--- BEGIN ---

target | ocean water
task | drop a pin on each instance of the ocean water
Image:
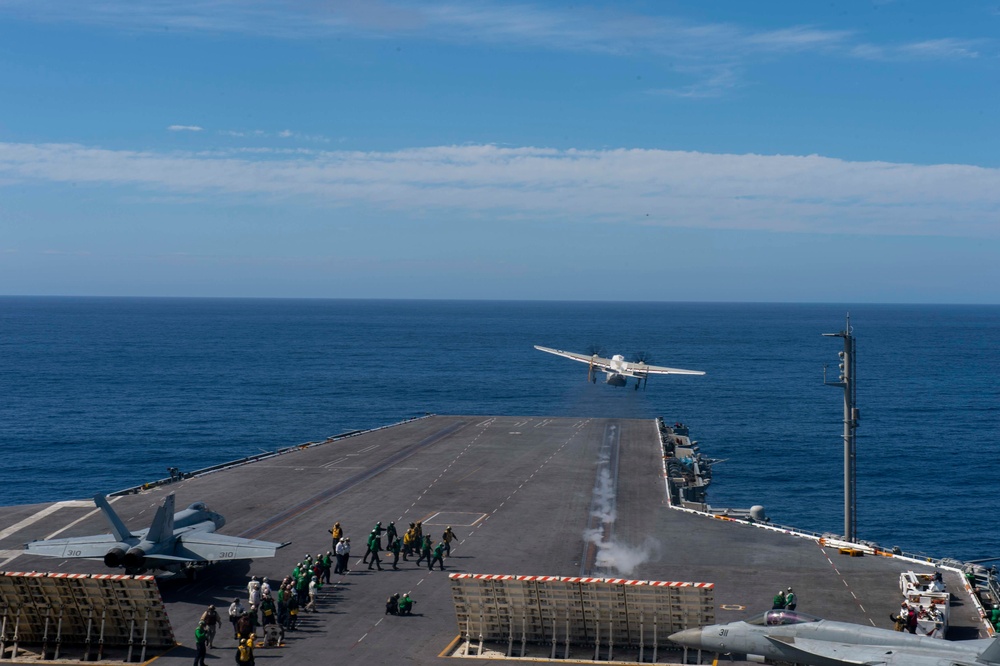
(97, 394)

--- END ---
--- BEGIN ---

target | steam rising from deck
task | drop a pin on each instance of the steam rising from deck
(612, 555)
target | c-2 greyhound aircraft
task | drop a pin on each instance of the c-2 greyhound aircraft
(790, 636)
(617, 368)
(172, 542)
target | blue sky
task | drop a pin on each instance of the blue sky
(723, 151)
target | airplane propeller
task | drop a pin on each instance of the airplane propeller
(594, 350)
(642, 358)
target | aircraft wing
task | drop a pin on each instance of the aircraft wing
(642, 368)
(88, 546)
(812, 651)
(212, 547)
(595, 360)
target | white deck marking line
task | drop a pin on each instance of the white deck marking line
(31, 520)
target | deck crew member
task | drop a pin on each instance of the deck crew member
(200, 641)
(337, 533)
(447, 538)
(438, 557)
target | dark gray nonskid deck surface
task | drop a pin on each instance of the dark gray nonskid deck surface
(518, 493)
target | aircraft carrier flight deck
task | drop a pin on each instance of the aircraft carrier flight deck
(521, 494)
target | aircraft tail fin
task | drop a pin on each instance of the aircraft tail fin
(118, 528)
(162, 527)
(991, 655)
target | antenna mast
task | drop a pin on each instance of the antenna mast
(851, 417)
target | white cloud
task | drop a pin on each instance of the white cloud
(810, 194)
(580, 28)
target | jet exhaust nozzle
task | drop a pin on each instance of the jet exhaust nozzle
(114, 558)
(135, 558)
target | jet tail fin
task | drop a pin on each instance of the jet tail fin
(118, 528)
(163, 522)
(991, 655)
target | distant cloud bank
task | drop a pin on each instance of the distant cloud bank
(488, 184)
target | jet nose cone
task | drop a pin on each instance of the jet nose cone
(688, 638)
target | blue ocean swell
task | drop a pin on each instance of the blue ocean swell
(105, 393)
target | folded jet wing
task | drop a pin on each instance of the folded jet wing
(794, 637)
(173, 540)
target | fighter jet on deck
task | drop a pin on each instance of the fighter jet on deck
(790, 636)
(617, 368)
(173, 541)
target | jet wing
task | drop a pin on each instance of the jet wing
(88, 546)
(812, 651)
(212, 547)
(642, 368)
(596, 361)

--- END ---

* [Exercise brief]: How many lines in the entries above contain the word "greyhound", with case counting? Reply with the number alone.

* [The response]: 2